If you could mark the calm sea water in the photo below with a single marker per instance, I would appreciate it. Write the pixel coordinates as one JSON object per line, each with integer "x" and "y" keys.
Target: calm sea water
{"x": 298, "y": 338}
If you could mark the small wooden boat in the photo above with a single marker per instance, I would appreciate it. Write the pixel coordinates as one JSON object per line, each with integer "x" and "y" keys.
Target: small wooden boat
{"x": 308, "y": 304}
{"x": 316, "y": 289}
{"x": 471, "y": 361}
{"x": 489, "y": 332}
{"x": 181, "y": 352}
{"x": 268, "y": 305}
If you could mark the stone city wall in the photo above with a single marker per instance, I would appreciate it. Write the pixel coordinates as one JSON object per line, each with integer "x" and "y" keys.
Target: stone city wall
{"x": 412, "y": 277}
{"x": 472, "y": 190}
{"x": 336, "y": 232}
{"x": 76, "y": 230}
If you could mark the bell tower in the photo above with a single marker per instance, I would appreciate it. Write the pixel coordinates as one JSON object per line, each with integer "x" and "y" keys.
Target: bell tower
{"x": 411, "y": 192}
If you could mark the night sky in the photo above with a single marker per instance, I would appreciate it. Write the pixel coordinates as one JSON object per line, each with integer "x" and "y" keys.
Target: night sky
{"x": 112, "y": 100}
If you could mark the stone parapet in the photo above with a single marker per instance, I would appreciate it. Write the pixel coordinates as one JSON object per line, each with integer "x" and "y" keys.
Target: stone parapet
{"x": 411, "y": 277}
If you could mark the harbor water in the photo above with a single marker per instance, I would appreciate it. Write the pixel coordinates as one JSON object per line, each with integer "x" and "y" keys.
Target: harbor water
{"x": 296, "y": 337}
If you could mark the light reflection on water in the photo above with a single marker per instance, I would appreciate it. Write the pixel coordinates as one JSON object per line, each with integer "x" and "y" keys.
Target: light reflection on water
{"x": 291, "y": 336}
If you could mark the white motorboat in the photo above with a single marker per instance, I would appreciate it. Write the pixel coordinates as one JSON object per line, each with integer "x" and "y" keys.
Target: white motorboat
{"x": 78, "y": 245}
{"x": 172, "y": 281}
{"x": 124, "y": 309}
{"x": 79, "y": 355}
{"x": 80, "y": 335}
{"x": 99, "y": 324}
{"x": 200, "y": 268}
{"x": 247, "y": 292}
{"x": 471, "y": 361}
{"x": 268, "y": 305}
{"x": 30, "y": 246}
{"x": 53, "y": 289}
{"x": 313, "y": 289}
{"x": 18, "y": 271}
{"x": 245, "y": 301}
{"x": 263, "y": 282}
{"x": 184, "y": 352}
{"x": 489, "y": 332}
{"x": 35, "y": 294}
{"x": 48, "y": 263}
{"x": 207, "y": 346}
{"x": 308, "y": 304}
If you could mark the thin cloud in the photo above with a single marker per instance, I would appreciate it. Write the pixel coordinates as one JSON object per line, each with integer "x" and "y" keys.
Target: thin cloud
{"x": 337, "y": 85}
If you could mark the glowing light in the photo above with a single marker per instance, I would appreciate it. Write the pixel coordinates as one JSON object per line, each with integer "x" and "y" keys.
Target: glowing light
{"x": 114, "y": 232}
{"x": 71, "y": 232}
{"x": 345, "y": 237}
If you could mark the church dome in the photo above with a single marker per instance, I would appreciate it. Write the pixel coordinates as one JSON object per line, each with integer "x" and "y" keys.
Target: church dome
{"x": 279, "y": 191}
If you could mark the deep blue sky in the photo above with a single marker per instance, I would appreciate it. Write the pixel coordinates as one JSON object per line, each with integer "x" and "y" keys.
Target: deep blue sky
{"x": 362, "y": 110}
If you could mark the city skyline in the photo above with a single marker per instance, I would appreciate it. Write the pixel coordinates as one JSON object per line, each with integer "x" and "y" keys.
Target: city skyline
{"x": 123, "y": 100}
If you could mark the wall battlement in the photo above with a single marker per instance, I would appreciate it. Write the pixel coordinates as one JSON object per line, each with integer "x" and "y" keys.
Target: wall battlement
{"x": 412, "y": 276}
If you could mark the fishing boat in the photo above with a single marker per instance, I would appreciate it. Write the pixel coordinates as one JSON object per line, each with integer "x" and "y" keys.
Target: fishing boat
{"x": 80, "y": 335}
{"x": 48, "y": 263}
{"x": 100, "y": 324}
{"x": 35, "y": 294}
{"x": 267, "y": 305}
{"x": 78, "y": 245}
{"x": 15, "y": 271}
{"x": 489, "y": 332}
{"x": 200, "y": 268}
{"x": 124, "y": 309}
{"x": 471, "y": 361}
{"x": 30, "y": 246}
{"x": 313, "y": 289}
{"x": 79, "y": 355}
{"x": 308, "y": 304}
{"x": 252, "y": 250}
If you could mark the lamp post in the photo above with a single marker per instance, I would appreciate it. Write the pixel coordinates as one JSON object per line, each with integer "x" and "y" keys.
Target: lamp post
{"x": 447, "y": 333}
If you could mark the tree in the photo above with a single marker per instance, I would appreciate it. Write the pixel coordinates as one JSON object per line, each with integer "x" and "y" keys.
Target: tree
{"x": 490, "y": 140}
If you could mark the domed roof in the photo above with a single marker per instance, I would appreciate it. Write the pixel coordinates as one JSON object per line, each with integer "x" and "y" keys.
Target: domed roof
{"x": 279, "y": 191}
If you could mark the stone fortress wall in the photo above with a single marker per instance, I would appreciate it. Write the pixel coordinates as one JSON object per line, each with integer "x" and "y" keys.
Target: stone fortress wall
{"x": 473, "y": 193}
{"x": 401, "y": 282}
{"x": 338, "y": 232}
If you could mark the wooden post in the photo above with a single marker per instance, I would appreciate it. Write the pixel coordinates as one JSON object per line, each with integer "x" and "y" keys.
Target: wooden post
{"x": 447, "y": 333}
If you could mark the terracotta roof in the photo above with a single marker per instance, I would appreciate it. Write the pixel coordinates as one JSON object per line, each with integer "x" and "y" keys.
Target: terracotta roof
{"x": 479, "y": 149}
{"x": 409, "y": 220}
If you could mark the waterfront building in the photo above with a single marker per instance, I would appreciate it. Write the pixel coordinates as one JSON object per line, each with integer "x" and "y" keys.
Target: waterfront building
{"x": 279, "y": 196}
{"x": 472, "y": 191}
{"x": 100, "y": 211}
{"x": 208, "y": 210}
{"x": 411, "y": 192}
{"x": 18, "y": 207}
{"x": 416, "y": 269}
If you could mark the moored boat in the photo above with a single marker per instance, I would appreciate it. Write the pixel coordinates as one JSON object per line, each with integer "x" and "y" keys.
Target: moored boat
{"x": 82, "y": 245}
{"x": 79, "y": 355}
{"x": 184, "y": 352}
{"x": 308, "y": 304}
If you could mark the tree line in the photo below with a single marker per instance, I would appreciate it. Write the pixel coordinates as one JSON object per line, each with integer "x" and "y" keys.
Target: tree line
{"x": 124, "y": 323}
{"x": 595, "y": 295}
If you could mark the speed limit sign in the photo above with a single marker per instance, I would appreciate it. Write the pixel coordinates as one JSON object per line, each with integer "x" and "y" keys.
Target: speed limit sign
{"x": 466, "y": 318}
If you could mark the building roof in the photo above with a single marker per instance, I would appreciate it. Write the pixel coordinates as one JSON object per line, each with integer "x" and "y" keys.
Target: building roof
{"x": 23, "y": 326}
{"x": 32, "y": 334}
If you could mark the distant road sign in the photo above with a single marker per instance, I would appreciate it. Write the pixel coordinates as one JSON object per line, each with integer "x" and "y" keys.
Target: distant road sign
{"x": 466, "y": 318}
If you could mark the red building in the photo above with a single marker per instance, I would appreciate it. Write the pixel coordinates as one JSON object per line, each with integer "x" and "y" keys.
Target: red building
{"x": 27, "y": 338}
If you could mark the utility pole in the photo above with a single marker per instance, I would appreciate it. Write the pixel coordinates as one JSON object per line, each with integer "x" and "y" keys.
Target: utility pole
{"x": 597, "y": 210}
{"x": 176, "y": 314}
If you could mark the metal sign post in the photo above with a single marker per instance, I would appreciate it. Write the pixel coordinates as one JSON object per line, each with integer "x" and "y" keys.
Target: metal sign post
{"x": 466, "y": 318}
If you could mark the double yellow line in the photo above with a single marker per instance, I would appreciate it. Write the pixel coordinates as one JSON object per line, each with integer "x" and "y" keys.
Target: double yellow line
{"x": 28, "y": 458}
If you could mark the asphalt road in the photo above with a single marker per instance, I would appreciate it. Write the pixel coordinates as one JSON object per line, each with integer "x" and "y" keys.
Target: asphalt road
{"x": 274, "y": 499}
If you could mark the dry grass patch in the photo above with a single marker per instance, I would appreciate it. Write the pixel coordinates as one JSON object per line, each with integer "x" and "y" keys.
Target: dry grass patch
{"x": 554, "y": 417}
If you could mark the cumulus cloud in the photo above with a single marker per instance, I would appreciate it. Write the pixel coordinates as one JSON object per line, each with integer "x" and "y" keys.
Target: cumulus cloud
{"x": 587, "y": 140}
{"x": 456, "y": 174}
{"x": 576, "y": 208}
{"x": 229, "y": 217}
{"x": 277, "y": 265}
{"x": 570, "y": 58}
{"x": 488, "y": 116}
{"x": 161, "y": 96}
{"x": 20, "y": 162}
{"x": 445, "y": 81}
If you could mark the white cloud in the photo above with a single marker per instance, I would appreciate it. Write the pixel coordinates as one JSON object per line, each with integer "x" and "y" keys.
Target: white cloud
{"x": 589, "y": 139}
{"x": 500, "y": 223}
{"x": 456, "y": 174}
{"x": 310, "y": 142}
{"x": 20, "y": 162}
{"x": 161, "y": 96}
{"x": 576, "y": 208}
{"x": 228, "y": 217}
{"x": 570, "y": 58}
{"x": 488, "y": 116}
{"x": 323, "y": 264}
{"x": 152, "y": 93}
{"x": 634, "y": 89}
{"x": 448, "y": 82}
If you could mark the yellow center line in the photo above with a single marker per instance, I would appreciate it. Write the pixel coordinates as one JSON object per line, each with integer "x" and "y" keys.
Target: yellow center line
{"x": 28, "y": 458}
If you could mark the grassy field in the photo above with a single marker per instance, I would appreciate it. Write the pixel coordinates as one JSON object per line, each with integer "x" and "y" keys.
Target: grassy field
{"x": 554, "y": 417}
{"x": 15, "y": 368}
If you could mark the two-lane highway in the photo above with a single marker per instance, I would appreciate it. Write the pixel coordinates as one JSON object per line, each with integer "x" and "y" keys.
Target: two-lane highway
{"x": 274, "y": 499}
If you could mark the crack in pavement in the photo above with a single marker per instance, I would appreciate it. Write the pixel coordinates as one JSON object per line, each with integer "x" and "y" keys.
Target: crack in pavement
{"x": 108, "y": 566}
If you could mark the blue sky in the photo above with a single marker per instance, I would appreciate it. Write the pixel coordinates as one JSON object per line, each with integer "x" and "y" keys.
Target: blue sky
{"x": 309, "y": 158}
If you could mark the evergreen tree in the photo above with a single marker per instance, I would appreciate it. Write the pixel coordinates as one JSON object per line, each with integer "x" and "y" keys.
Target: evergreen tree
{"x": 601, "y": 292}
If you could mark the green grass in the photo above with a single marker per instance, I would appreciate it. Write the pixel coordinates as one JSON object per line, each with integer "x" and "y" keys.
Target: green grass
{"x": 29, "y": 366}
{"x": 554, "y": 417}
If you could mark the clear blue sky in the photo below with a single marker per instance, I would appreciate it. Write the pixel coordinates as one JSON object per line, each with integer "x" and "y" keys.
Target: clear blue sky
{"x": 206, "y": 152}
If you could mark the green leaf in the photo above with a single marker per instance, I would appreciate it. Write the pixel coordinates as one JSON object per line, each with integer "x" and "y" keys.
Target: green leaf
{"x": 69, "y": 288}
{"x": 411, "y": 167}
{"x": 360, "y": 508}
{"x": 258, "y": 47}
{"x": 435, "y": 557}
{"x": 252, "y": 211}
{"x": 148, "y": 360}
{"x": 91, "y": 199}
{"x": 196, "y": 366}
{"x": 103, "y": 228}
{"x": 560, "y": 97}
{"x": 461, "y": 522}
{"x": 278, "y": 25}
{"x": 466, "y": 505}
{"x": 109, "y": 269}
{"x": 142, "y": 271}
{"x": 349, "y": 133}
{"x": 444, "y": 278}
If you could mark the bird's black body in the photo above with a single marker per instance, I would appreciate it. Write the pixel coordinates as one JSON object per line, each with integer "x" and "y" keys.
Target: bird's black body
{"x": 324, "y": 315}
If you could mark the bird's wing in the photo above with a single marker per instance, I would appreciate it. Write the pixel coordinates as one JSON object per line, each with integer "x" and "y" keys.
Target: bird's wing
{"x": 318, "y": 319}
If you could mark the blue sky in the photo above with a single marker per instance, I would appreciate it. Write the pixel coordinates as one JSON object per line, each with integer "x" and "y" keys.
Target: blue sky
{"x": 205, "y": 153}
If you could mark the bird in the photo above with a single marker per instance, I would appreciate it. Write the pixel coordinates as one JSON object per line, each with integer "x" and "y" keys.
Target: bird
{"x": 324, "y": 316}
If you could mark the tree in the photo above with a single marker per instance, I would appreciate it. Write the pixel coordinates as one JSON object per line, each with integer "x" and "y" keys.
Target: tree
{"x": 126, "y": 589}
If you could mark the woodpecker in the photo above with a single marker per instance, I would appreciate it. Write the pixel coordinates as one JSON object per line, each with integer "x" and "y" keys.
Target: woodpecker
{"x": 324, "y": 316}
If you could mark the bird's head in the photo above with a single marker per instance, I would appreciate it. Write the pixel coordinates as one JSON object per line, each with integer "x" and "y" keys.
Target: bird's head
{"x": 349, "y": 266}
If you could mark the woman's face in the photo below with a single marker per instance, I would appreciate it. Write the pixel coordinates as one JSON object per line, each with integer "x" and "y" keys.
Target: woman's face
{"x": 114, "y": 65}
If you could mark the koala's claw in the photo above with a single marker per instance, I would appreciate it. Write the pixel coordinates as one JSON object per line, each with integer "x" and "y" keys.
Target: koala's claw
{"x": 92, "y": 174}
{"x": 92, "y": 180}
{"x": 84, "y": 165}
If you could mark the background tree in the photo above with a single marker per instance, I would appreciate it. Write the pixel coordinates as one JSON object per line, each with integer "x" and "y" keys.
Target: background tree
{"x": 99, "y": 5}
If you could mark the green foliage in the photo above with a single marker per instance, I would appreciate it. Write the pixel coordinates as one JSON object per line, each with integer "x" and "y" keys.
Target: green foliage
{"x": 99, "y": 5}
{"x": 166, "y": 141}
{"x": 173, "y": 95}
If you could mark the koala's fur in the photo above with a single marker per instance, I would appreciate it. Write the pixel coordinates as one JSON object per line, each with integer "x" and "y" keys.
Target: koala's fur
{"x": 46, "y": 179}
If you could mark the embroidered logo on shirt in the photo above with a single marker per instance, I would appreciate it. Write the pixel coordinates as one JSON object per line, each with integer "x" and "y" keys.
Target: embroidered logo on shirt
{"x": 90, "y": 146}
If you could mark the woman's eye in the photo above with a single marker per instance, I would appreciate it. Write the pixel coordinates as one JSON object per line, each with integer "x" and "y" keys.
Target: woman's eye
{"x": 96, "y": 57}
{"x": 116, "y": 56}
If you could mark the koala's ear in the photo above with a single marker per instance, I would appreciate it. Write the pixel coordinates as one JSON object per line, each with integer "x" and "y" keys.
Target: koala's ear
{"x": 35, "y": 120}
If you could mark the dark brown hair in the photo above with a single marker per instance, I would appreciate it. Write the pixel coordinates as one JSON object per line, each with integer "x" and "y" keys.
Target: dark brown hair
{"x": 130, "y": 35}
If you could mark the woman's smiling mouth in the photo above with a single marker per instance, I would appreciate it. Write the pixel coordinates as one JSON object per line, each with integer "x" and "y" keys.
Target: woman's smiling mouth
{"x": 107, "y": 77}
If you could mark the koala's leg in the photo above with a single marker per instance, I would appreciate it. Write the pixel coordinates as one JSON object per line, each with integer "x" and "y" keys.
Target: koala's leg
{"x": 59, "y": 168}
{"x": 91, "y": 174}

****

▸ **Prompt**
From the data, collect all lines where the string "below" appears.

▸ **Solution**
If you could mark the calm sea water in the photo below with a single marker per instance, I would appreciate it. Write the pixel coordinates as one JSON object per line, each with integer "x" and "y" keys.
If you could mark the tree line in the photo below with a single marker per instance, I would appreciate it. Write the pixel coordinates as one JSON object per line, each with integer "x" and "y" keys.
If you could mark the clear blue sky in the photo below with a single marker per instance, I would appreciate it. Write the pixel coordinates as one JSON object per line, each with integer "x" and "y" keys.
If you could mark the woman's face in the photo below with a single marker per instance, I would appreciate it. Write the pixel coordinates as one JSON object per line, each with integer "x" and "y" keys.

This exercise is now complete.